I'd ask you to write out the lines below exactly, with no images.

##### Records for the exercise #####

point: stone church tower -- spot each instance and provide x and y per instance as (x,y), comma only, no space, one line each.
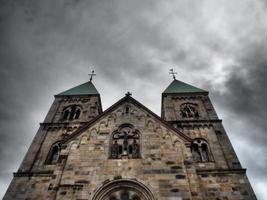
(129,153)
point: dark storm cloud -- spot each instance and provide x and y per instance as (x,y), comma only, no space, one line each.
(49,46)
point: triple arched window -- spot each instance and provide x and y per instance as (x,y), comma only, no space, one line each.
(200,150)
(53,155)
(189,110)
(125,143)
(71,112)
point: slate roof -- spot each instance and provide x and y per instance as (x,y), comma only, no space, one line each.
(87,88)
(177,86)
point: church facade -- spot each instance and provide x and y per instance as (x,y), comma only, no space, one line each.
(129,153)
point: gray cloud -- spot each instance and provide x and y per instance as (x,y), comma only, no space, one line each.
(47,47)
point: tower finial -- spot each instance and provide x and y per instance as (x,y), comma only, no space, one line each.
(128,94)
(91,75)
(173,73)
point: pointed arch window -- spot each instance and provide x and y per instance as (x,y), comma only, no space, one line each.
(71,112)
(125,143)
(200,150)
(189,110)
(53,155)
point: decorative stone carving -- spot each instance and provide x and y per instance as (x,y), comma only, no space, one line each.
(189,110)
(125,143)
(200,150)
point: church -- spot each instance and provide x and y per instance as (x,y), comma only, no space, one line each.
(127,152)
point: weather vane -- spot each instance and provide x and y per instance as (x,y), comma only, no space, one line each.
(91,75)
(173,73)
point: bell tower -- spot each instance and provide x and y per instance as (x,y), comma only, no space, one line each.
(190,110)
(70,110)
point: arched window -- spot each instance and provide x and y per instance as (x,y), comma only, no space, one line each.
(71,112)
(66,114)
(189,110)
(77,113)
(127,110)
(200,150)
(123,189)
(53,155)
(125,143)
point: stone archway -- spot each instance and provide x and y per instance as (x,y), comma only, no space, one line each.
(123,189)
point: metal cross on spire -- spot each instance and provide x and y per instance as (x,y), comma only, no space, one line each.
(91,75)
(173,73)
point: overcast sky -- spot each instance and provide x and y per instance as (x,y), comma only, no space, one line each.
(49,46)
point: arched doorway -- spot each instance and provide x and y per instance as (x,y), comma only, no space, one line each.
(123,189)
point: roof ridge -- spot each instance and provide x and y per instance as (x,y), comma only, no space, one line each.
(86,88)
(178,86)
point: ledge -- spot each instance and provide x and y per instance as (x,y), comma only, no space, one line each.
(33,174)
(221,171)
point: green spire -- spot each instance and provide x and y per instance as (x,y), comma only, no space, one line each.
(87,88)
(181,87)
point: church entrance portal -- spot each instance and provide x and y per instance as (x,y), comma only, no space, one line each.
(123,190)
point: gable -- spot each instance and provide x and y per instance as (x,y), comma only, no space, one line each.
(138,114)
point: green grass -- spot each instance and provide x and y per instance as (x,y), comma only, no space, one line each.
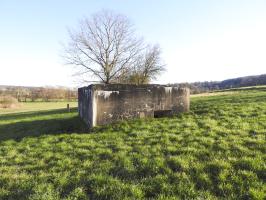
(217,151)
(37,106)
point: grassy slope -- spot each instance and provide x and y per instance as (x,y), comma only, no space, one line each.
(217,151)
(37,106)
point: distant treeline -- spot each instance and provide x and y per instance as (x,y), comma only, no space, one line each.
(199,87)
(24,94)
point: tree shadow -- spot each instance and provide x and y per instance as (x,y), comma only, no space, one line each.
(52,126)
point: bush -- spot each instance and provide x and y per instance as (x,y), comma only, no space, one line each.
(8,102)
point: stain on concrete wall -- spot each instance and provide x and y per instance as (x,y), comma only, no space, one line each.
(104,104)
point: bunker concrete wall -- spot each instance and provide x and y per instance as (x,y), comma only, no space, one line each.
(103,104)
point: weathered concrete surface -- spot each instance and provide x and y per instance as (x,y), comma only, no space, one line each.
(103,104)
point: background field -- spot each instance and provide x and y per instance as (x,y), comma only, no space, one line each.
(217,151)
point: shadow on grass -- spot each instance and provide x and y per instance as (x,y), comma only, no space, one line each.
(52,126)
(30,114)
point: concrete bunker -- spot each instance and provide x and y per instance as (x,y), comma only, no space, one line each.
(103,104)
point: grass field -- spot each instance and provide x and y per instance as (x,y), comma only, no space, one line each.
(217,151)
(37,106)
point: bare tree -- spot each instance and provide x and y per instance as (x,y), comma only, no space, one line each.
(104,46)
(147,66)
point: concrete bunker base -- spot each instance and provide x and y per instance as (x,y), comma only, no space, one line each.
(103,104)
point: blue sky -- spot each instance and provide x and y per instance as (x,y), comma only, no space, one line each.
(201,40)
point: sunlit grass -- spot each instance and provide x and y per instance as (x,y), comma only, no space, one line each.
(217,151)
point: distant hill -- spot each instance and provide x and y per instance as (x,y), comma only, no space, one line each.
(199,87)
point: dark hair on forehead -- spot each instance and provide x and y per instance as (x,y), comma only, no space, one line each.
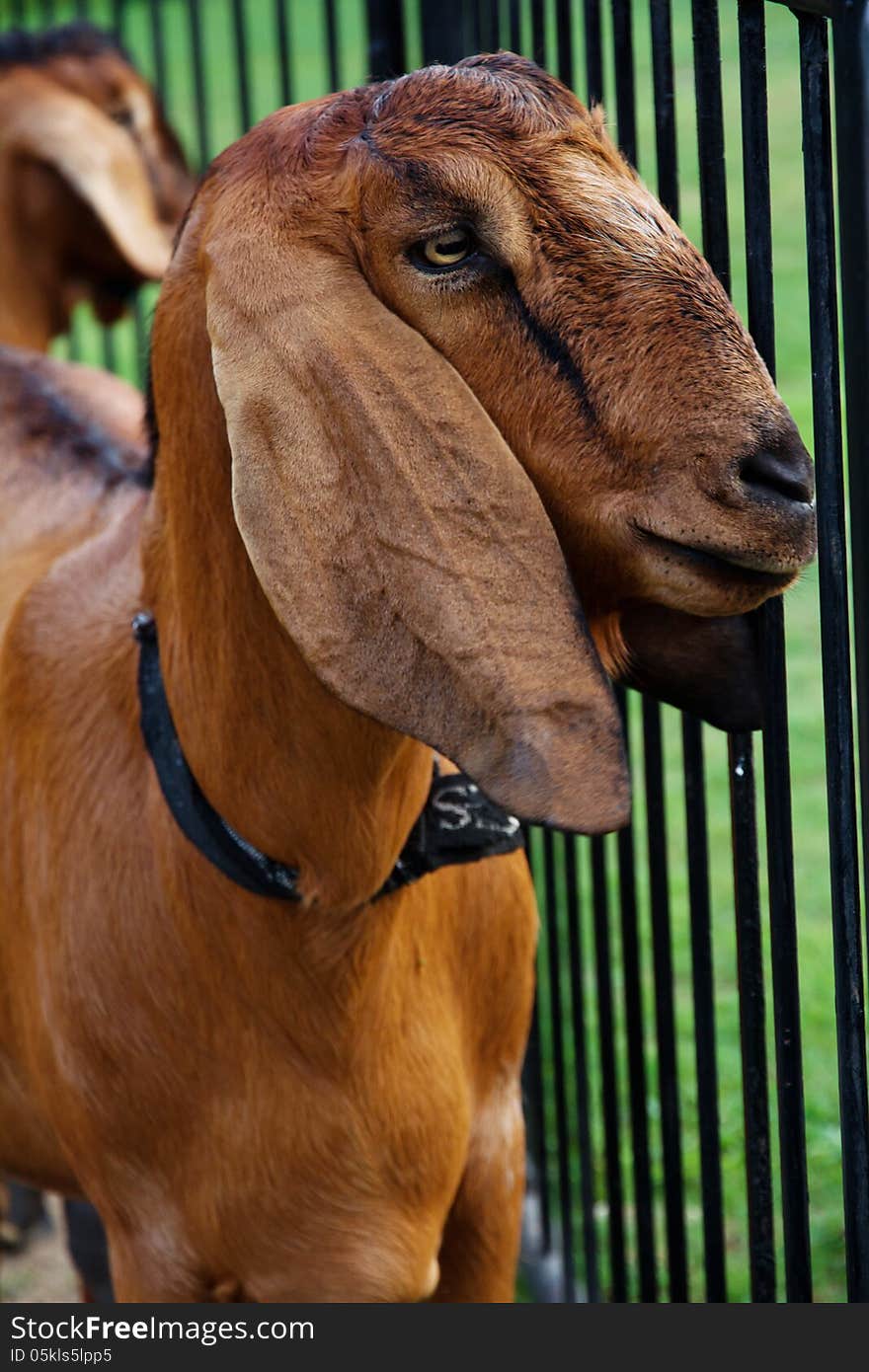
(20,46)
(516,92)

#####

■ Result below
point: stone church tower -- spot each instance and provide x and y per instance as (x,y), comma only, no space, one line each.
(129,153)
point: dark storm cloud -- spot each instance and provide x and y per instance as (x,y), comma only, no space, one line each.
(49,46)
point: triple arched window -- spot each instance and provide x and y per instance as (x,y), comma only, no space, one line each.
(200,150)
(53,155)
(189,110)
(125,143)
(71,112)
point: slate roof -- spot each instance and provide x and y per instance as (x,y), comma only, no space, one line each.
(87,88)
(177,86)
point: church facade -- spot each instance and provide x and y per instance as (x,y), comma only, no space, one line each.
(129,153)
point: gray cloud -- spot each instance and provide x and y per instance as (x,y), comma only, no space, one line each.
(47,47)
point: tower finial -- spot each instance and provide x and y per instance as (x,y), comma only, no space, one line each.
(128,94)
(91,75)
(173,73)
point: pointed arch window -- spot each instance and provide x and y per instance as (x,y), comma only, no space, one line each.
(71,112)
(125,143)
(200,150)
(189,110)
(53,155)
point: decorative stone carving -- spot each instance and provide x and y per instance as (x,y), comma only, no space, one line each.
(189,110)
(125,143)
(200,150)
point: church -- spot each instance and provide x and y per instance as (x,y), comma only, no space, one line each.
(127,152)
point: weather vane -- spot each instance and provide x and y per instance as (x,y), comma only, no space, one line each.
(91,75)
(173,73)
point: bell tower -- spot each instance and provide x and y per instance as (x,y), comma only, no space, one line each.
(190,110)
(70,110)
point: arched window -- spot each instance and provide x and y per instance as (x,y), comma only, no space, one line each.
(71,112)
(66,114)
(189,110)
(77,113)
(127,110)
(200,150)
(123,189)
(53,155)
(125,143)
point: stone archway -- spot each instance and provide x and y per instance as (x,y), comma only, no space, one line each.
(123,189)
point: metal cross on spire -- spot each instance and provide x and y per instance as (x,y), comma only, no space, one line each.
(91,75)
(173,73)
point: overcast sky -- spot each instance and provide x and y per instance as (x,y), comma only, no space, one line each.
(49,46)
point: arched doorway -- spot each instance and provide x and y per instance as (x,y), comma only, no space, one line each.
(123,189)
point: roof ridge -- spot each instance and provide x and y per instance as (x,y), comma only, no space, one line each.
(86,88)
(178,86)
point: ledge -- spot each instance and provide x and y per instance as (x,y), comma only, no space, one line each.
(33,174)
(221,171)
point: green spire -- spot each instance and provide x and y per instance as (x,y), comma only, no space, one line each.
(87,88)
(181,87)
point: church entrance portal -- spot each instance and provide x and y per instance as (x,y), comma only, no space, one line each.
(123,190)
point: gable -- spot each instance and provide x and y per instance as (x,y), comma only, no space, one line each.
(138,114)
point: green grass -- spot each instance and provide x and y per instance as (x,y), comma only, no space, one line each.
(217,151)
(37,106)
point: grassy slope -- spot each instance and provide x and y per instance as (x,y), comma only, no space, one line each.
(217,151)
(37,106)
point: distant treeline -- spot each instance and provide x and y per instance as (x,y), comma only, no space, one line each.
(199,87)
(24,94)
point: tree shadow -- spot each instance and provide x and y per instance as (x,y), comma only, no space, one line each.
(52,126)
point: bush -- spot each instance and provide x and y per instance as (x,y), comma only, no space, one line each.
(8,102)
point: stain on concrete wall -- spot each instance and provide x and y per instance as (x,y), comma only, no space, one line each.
(104,104)
point: bunker concrete wall -- spot each instance and provide x and y per instance as (x,y), comma only, no space, one line each.
(103,104)
point: weathered concrete surface -- spot each instance and provide x and y per instance as (x,y), comma only, no space, one line each.
(103,104)
point: background field -- spot each instance and provide x and y per instance as (x,y), comma only, no space, one line each.
(217,151)
point: shadow on grass -- spot each instance and provide x and y per instance as (x,y), comma only, no space, one line each.
(52,126)
(30,114)
point: concrete bunker -- spot each instance and provide x and y per instance as (x,y), comma only, no space, one line each.
(103,104)
point: grass field -- spot each instance and provide x and y per instance as (x,y), comma only, no space, one line each.
(217,151)
(37,106)
point: bare tree -- spot each instance and provide x and y per instance as (x,y), comma only, no space, one line each.
(104,46)
(147,66)
point: concrete bunker base -- spot each instance and provide x and y per instance as (x,y), comma only, no space, one line each.
(103,104)
point: blue sky -- spot each instance and provide x and y per instance as (x,y), comma only, no space, one line each.
(201,40)
point: sunlit grass -- spot each instance and provide x and y per instance as (x,y), comma only, no space, one line each.
(217,151)
point: distant hill -- spot each instance and provide x and y per instance as (x,y), comma only, no space, one line each.
(199,87)
point: dark hair on forehead -- spot each instance and provide x and y per instance as (x,y), comma only, no space, one line each.
(20,46)
(516,92)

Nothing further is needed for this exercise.